Copy the stretch of the listing from the line containing "Where can you see the white decal" through the end of the listing, word for word, and nothing else.
- - -
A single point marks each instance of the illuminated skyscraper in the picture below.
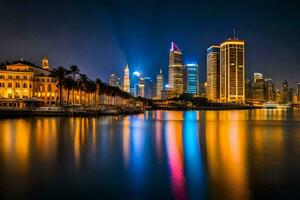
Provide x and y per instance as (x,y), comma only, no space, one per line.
(114,81)
(232,71)
(191,79)
(258,87)
(135,84)
(175,71)
(298,92)
(159,84)
(285,92)
(126,85)
(45,63)
(141,89)
(213,73)
(269,90)
(149,88)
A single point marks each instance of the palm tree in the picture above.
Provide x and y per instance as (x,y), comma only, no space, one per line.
(68,85)
(91,89)
(82,83)
(60,74)
(74,70)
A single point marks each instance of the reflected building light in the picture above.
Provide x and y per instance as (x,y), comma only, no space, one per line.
(126,139)
(192,154)
(175,159)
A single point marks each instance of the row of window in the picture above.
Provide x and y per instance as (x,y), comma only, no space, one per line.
(47,80)
(17,85)
(16,77)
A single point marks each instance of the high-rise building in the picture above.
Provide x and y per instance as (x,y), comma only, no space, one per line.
(291,95)
(213,73)
(203,89)
(134,84)
(248,90)
(141,87)
(258,87)
(257,76)
(114,81)
(285,92)
(278,96)
(269,90)
(191,79)
(149,88)
(126,85)
(175,71)
(159,84)
(232,71)
(298,93)
(45,63)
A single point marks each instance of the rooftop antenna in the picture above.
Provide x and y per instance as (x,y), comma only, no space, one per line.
(234,33)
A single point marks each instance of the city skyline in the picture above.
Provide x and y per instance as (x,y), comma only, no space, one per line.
(93,37)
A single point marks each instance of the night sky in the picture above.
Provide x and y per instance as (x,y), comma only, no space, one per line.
(101,37)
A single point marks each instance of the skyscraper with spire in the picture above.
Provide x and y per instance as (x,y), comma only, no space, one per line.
(159,84)
(213,73)
(232,71)
(176,71)
(126,85)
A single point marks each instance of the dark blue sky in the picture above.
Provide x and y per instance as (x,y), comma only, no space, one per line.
(102,36)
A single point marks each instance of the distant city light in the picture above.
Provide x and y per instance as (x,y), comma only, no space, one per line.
(191,65)
(136,73)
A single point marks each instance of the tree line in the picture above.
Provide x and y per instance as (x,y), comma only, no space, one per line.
(72,80)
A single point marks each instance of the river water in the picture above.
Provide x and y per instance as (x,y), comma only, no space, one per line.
(247,154)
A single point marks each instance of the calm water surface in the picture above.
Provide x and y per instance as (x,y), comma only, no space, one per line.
(156,155)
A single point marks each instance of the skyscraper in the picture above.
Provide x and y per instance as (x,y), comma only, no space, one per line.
(45,63)
(269,90)
(114,81)
(149,88)
(258,87)
(248,90)
(232,71)
(191,79)
(126,85)
(141,87)
(175,71)
(285,92)
(298,92)
(257,76)
(134,84)
(213,73)
(159,84)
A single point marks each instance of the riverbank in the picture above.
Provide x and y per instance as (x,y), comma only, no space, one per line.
(14,112)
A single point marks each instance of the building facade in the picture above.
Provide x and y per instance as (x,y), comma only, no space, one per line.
(191,79)
(269,90)
(213,73)
(126,81)
(258,87)
(232,71)
(159,84)
(114,81)
(149,91)
(285,92)
(23,80)
(176,71)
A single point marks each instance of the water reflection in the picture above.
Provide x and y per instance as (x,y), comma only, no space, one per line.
(175,154)
(159,155)
(226,155)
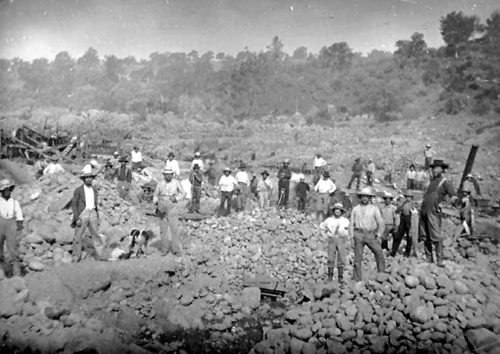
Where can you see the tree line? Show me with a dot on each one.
(415, 80)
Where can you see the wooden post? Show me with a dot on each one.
(468, 165)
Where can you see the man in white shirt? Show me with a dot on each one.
(197, 161)
(167, 195)
(53, 166)
(136, 158)
(244, 183)
(85, 215)
(227, 184)
(324, 188)
(173, 164)
(264, 190)
(336, 229)
(11, 226)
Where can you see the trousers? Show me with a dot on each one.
(89, 220)
(362, 239)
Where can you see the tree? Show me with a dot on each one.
(457, 29)
(300, 53)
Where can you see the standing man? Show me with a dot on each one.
(11, 226)
(85, 215)
(136, 159)
(370, 171)
(244, 184)
(124, 177)
(197, 161)
(388, 211)
(404, 230)
(319, 165)
(430, 213)
(324, 188)
(196, 179)
(336, 230)
(284, 176)
(357, 170)
(366, 226)
(264, 190)
(428, 155)
(227, 184)
(173, 164)
(301, 191)
(166, 197)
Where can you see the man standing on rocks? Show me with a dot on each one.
(197, 161)
(324, 188)
(336, 229)
(124, 177)
(173, 164)
(430, 213)
(284, 176)
(85, 215)
(366, 226)
(357, 170)
(11, 226)
(428, 155)
(244, 183)
(227, 184)
(264, 190)
(388, 211)
(301, 191)
(370, 171)
(166, 197)
(196, 179)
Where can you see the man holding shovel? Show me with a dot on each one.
(166, 197)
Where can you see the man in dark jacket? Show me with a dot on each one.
(284, 176)
(301, 191)
(85, 215)
(357, 170)
(430, 213)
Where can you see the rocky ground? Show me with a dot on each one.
(196, 303)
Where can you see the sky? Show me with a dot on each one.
(32, 29)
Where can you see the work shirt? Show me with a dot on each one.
(338, 227)
(136, 156)
(319, 162)
(227, 183)
(370, 167)
(242, 177)
(164, 190)
(53, 168)
(388, 213)
(435, 194)
(302, 189)
(10, 209)
(174, 166)
(367, 218)
(429, 153)
(264, 186)
(198, 162)
(89, 197)
(411, 174)
(325, 186)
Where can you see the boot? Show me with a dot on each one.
(330, 274)
(341, 274)
(439, 254)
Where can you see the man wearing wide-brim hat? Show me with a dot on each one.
(264, 190)
(430, 213)
(166, 197)
(367, 224)
(388, 211)
(336, 228)
(11, 225)
(85, 206)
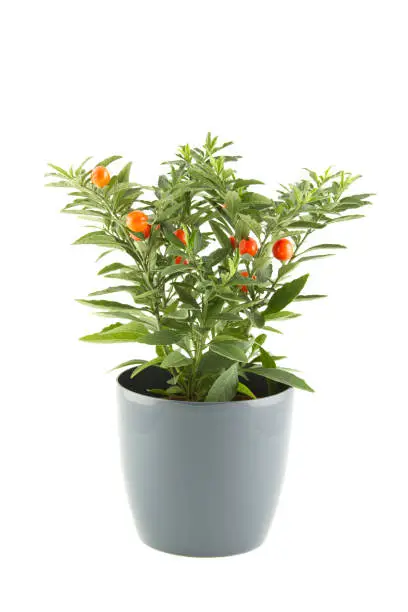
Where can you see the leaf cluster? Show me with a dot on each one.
(208, 333)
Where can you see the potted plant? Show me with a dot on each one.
(209, 267)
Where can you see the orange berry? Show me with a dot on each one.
(283, 249)
(249, 246)
(245, 274)
(179, 259)
(146, 233)
(100, 176)
(181, 235)
(136, 221)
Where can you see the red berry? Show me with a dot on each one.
(146, 233)
(136, 221)
(181, 235)
(282, 249)
(245, 274)
(249, 246)
(100, 176)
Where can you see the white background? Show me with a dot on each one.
(294, 84)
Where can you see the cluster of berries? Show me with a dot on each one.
(137, 221)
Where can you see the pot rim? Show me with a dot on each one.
(141, 397)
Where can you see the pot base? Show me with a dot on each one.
(203, 479)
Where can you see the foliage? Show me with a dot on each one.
(197, 312)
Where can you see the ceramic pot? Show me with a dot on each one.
(203, 479)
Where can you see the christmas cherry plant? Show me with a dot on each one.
(189, 243)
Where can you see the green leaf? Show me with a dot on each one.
(310, 257)
(131, 288)
(226, 316)
(286, 294)
(307, 225)
(111, 268)
(245, 390)
(143, 366)
(345, 218)
(229, 350)
(267, 359)
(282, 314)
(108, 160)
(212, 362)
(175, 359)
(185, 296)
(224, 388)
(98, 238)
(123, 176)
(303, 298)
(108, 304)
(282, 376)
(222, 238)
(163, 337)
(175, 270)
(325, 246)
(118, 332)
(217, 256)
(246, 183)
(127, 363)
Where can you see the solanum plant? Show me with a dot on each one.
(211, 264)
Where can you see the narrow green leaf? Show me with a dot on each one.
(345, 218)
(324, 246)
(108, 160)
(175, 359)
(224, 387)
(282, 314)
(127, 363)
(229, 350)
(303, 298)
(128, 332)
(307, 225)
(245, 390)
(98, 238)
(111, 268)
(143, 366)
(185, 296)
(282, 376)
(163, 337)
(286, 294)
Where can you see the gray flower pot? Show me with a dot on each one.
(203, 479)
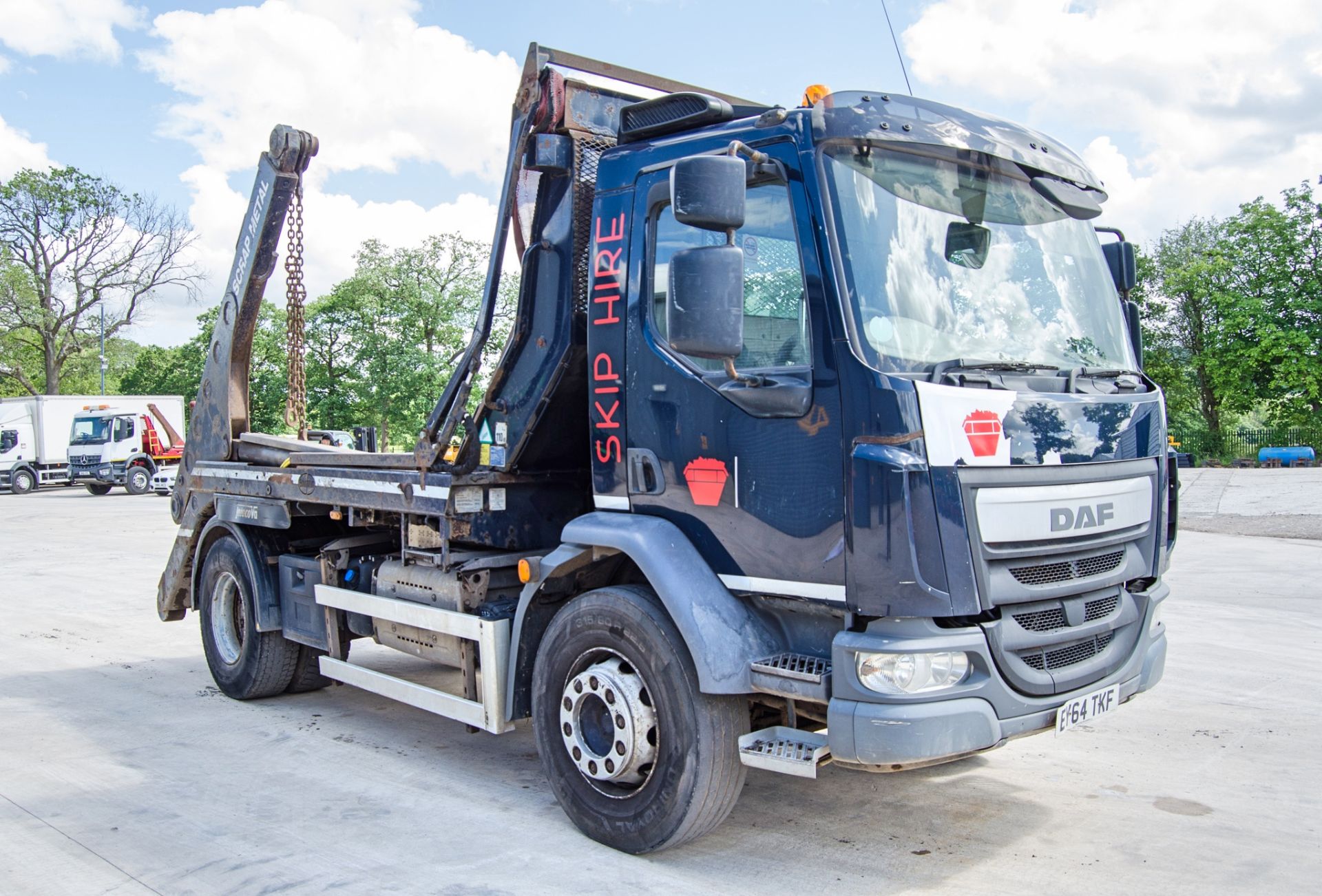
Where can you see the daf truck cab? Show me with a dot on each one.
(821, 435)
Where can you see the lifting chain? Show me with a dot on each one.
(295, 294)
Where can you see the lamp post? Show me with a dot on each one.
(103, 349)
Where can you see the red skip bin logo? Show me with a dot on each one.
(706, 479)
(984, 432)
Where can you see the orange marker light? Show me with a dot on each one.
(815, 93)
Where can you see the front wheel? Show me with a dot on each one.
(636, 755)
(23, 481)
(245, 663)
(138, 480)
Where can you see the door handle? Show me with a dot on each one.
(644, 469)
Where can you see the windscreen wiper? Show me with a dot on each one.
(972, 364)
(1103, 373)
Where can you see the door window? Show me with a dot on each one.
(775, 300)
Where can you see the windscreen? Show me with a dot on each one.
(952, 254)
(90, 431)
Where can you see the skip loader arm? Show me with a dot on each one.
(221, 413)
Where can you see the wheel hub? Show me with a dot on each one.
(229, 619)
(609, 725)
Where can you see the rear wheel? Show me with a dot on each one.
(245, 663)
(23, 481)
(138, 480)
(638, 756)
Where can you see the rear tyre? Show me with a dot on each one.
(636, 755)
(307, 670)
(138, 480)
(245, 663)
(23, 481)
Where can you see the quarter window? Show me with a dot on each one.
(775, 300)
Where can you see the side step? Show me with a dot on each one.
(790, 751)
(795, 676)
(492, 637)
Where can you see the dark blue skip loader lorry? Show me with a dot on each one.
(821, 435)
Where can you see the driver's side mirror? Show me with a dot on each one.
(1124, 268)
(705, 303)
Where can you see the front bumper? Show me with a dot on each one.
(890, 734)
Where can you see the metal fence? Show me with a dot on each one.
(1244, 443)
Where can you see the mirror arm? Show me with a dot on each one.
(758, 159)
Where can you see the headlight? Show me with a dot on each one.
(911, 673)
(1156, 624)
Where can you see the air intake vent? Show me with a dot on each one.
(1049, 574)
(1067, 656)
(671, 114)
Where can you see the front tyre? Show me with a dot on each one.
(636, 755)
(138, 480)
(245, 663)
(23, 481)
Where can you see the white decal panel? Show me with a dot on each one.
(964, 426)
(1034, 513)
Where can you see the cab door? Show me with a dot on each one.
(753, 475)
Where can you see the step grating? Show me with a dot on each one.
(799, 666)
(790, 751)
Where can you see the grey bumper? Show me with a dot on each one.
(985, 714)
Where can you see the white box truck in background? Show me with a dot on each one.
(125, 440)
(36, 434)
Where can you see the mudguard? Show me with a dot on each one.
(722, 634)
(267, 597)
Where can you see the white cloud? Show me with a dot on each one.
(65, 28)
(19, 151)
(1197, 105)
(375, 86)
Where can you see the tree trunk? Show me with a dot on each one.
(52, 364)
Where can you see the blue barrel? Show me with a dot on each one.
(1287, 455)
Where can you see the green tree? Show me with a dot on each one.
(384, 343)
(81, 244)
(1197, 331)
(1274, 262)
(179, 370)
- - -
ANSWER FOR THE TASK:
Where can you see the white decal panel? Show me with a dot on each one.
(964, 426)
(1034, 513)
Where can you see the cab door? Show me with a dot on each one.
(753, 475)
Where can you see the step grating? Show me with a dot on each one.
(799, 666)
(790, 751)
Where can you see the grey bumper? Show me with a dot on each one.
(985, 714)
Where can you see the white box truck in background? Show me with a dot on each one.
(125, 440)
(36, 434)
Where can you see the mudguard? Show me with a dot on each one.
(722, 634)
(267, 597)
Where can you see the white cloud? Show me with a dot on each one.
(65, 28)
(19, 151)
(1197, 105)
(375, 86)
Where can you see the tree trunk? Show me with a dot on each one.
(52, 364)
Where can you see the blue barrel? Show me with a dot on each one.
(1287, 455)
Where can you see the green tree? Show me with a dot on each one.
(384, 343)
(81, 244)
(1197, 331)
(1274, 262)
(179, 370)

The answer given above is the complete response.